Problem requirements –
Reproduce the data from the line containing "Indicate the hilltop" up to and including the line containing "x=379, y=200", leaving the requests and their sample coordinates unchanged. In the answers only, multiply every x and y coordinate by 1.7 and round to a whole number, with halves rounded up.

Input rows –
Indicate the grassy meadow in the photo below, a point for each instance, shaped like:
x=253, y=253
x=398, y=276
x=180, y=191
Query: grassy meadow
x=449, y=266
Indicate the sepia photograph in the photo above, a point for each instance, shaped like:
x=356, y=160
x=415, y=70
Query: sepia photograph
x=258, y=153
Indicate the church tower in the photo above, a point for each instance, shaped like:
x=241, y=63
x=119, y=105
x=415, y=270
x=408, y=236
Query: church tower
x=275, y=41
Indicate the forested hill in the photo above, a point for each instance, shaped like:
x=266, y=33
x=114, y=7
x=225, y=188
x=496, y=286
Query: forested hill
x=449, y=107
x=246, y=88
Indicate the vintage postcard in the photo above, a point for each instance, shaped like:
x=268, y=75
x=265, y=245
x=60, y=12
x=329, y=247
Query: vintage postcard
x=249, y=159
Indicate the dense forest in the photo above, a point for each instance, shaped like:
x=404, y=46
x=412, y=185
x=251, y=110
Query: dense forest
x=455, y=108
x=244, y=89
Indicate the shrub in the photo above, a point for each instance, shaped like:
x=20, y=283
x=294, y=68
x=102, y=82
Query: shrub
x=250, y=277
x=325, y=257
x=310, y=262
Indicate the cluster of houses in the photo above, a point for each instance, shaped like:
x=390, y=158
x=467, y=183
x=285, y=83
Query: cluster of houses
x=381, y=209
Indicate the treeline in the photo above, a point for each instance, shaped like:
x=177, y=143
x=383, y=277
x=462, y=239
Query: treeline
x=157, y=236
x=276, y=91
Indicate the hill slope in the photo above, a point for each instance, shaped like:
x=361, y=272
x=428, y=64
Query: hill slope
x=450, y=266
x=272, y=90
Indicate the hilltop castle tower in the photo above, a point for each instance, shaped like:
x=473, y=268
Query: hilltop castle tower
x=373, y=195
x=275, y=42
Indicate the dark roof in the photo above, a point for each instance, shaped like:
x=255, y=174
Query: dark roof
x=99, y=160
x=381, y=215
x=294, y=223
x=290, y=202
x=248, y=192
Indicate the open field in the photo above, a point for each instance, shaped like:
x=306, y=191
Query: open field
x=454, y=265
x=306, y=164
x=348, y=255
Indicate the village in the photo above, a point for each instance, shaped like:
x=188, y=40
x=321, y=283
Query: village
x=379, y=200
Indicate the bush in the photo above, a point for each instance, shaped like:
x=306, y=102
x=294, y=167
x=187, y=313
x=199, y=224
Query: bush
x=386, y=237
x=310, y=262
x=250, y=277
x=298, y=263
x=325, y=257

Complete response –
Indicate the hilltop castle tower in the photo above, a point for each instance, shaped like:
x=473, y=268
Query: hilltop castle tower
x=634, y=332
x=468, y=71
Indicate the dark roof in the photo above, a point for each instance, shaped like:
x=255, y=174
Query: dark roof
x=168, y=272
x=648, y=366
x=500, y=379
x=493, y=343
x=422, y=326
Indicate the open field in the photo above, a point for each instance, shaped like:
x=306, y=191
Query: open field
x=772, y=451
x=520, y=279
x=592, y=434
Indicate the village in the photo above, a point for each instance, shaped like:
x=188, y=40
x=321, y=283
Query: village
x=644, y=340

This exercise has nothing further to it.